### READING TEXT
========

Menlo Security: shielding business in the cloud
Mike East is an IT veteran who jokes that at some point over the past 30 years he’s held every job in the sector, barring marketing (though being married to a marketeer, he feels he can tick that box, too). As Vice President EMEA at Menlo Security, he now leverages his considerable experience of the full IT ecosystem to steer businesses through the crucial security aspects of their digital transformation.
Menlo Security specialists work with companies to overcome common security sticking points and dispel misconceptions associated with the safety of cloud computing, which Mike “always felt was a mindset issue and not a technology issue.”
Menlo’s solution is clear and concise: “Menlo was born in the cloud and provides users with a 100% safe email and browsing experience by moving the fetch and execute functions of web browsing away from the network and back into the Menlo cloud.”
Web browsing and electronic documents are isolated on Menlo’s cloud, instantly tested for malicious content, before being rendered and returned safely to users’ devices. During a pandemic situation, such capabilities enable organisations to secure employee activity outside the confines of the corporate network, which in turn brings enormous value. By sidestepping the need for a VPN, businesses also often save money and can offer their employees a more seamless experience.
To power its own digital transformation and support hundreds of employees working from home, law firm Howard Kennedy’s Head of Technology and Security, Jonathan Freedman, sought out Menlo.

========

### THE DATA
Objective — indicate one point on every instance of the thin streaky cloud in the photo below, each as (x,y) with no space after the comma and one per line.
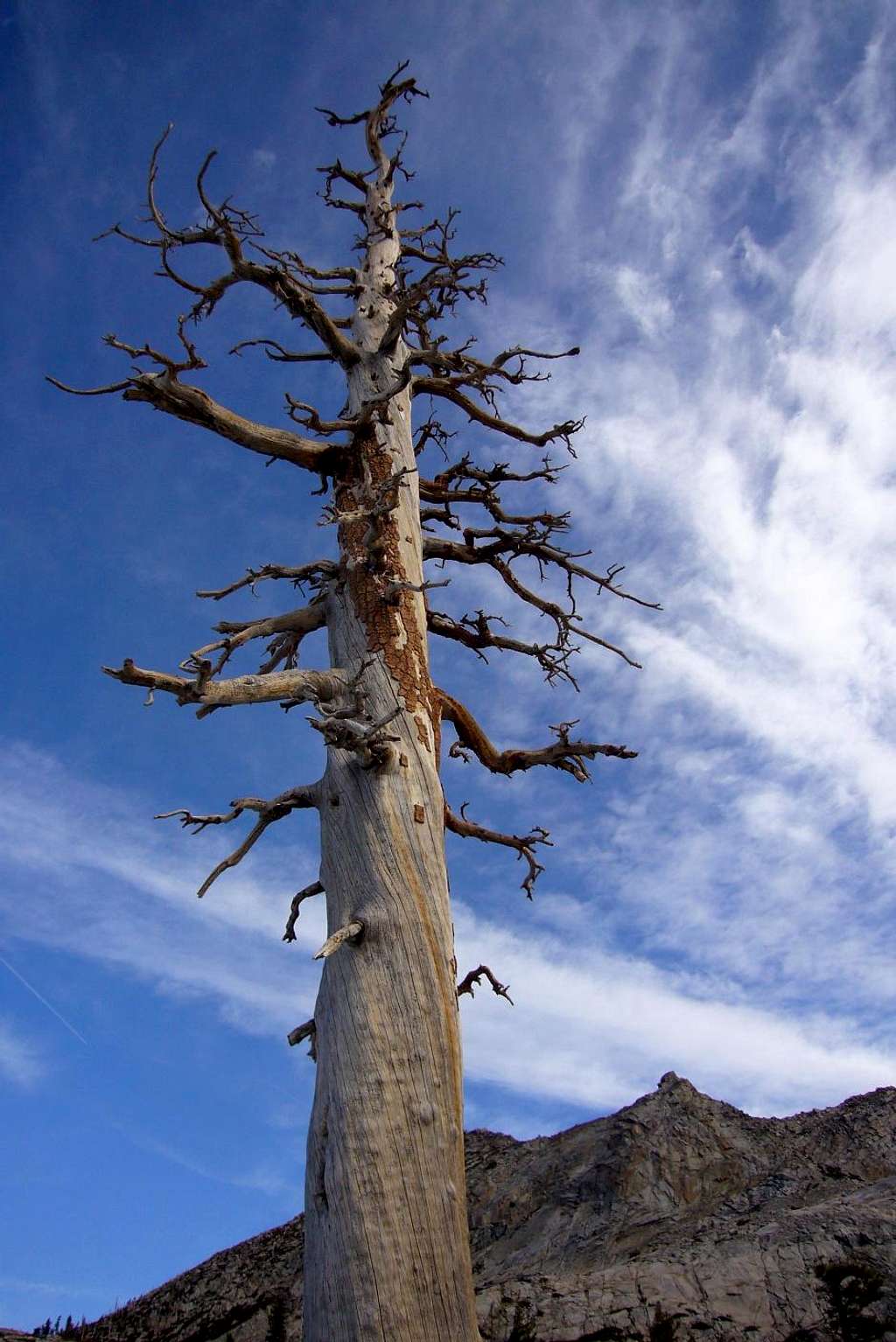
(40,999)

========

### EXERCISE TASKS
1 > In the Menlo Security text, switch "VPN" to "virtual private network" and write out the passage from "Menlo’s solution is" up to and including "more seamless experience.".
2 > According to the Menlo Security text, what position does Mike East hold at Menlo Security?
The data above has no connection to the Menlo Security text.

### ANSWERS
1 >
Menlo’s solution is clear and concise: “Menlo was born in the cloud and provides users with a 100% safe email and browsing experience by moving the fetch and execute functions of web browsing away from the network and back into the Menlo cloud.”
Web browsing and electronic documents are isolated on Menlo’s cloud, instantly tested for malicious content, before being rendered and returned safely to users’ devices. During a pandemic situation, such capabilities enable organisations to secure employee activity outside the confines of the corporate network, which in turn brings enormous value. By sidestepping the need for a virtual private network, businesses also often save money and can offer their employees a more seamless experience.

2 > Vice President EMEA